- ACTION ITEM: Transcribe the listing below word for word but skip its images.

- PROVIDED DATA:
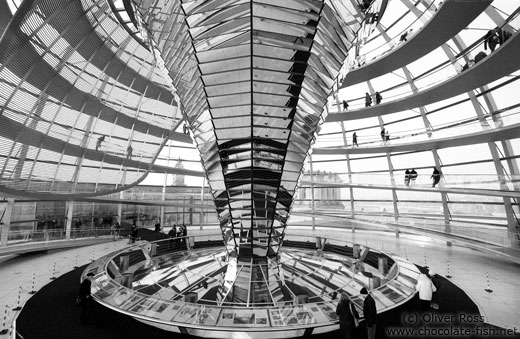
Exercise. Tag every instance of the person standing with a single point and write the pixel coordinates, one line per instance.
(85, 300)
(171, 235)
(436, 176)
(425, 287)
(368, 100)
(413, 176)
(100, 140)
(370, 313)
(129, 151)
(348, 317)
(134, 233)
(407, 176)
(492, 39)
(379, 97)
(436, 297)
(157, 228)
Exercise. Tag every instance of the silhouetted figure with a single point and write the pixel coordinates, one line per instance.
(436, 176)
(370, 313)
(413, 176)
(134, 233)
(425, 287)
(129, 151)
(100, 140)
(85, 300)
(368, 100)
(366, 4)
(379, 97)
(348, 317)
(436, 296)
(157, 229)
(503, 35)
(468, 64)
(491, 39)
(171, 235)
(480, 56)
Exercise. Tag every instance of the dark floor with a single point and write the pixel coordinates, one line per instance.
(51, 314)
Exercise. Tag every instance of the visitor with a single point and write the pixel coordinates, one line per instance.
(172, 234)
(348, 317)
(370, 313)
(129, 150)
(368, 100)
(425, 287)
(157, 228)
(100, 140)
(436, 297)
(85, 301)
(491, 39)
(436, 176)
(134, 233)
(379, 97)
(480, 55)
(413, 176)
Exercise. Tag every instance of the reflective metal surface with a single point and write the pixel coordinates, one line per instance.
(253, 78)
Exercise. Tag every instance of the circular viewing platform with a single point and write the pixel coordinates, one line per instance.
(189, 285)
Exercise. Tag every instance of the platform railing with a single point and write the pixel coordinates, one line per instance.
(116, 291)
(31, 236)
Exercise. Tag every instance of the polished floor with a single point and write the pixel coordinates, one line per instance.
(469, 270)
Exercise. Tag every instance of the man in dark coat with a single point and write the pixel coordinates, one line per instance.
(348, 317)
(370, 313)
(85, 300)
(436, 176)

- ANSWER BOX:
Exercise. Tag every instance of the person standing with a single point and write the pixel coordinates, one line per instance.
(85, 300)
(171, 235)
(436, 176)
(425, 287)
(368, 100)
(413, 176)
(100, 140)
(370, 313)
(129, 151)
(348, 317)
(134, 233)
(407, 176)
(492, 39)
(379, 97)
(436, 297)
(157, 228)
Exercise. Tag every instance of the silhouetted figure with a single point and write the pixel coordinates, one line per instance.
(436, 176)
(370, 313)
(413, 176)
(134, 233)
(425, 287)
(129, 151)
(100, 140)
(85, 300)
(368, 100)
(366, 4)
(379, 97)
(348, 317)
(436, 296)
(157, 229)
(503, 35)
(468, 64)
(491, 39)
(171, 235)
(480, 56)
Exercise. Tag every instance of the dark floor with a single point and write the pixel coordinates, one line per instance.
(51, 314)
Exercise. Tag every instance of the visitor with a single point and write the pixel coordinates, one line per instance.
(172, 234)
(348, 317)
(370, 313)
(129, 150)
(368, 100)
(425, 287)
(157, 228)
(100, 140)
(436, 297)
(85, 301)
(491, 39)
(436, 176)
(134, 233)
(379, 97)
(480, 55)
(413, 176)
Exercise. Tag every instance of the reflective metal surface with a single point and write the pixel coordinates, one line per instance.
(253, 78)
Exercise. Tag every instance of the circular viewing platform with a single point and write the pixel coordinates, one line per instance.
(189, 285)
Exercise. Tag every instance of the platform railing with a single point and write the pixel coordinates, one line per instance.
(116, 291)
(31, 236)
Exercise. Tag every instance of the polished floor with a single point and write the pixel coordinates, one line per instance.
(469, 270)
Exercise. Tag every instance of the man in dark coat with a single point and write the pixel coordinates, one line per instance.
(348, 317)
(370, 313)
(85, 300)
(436, 176)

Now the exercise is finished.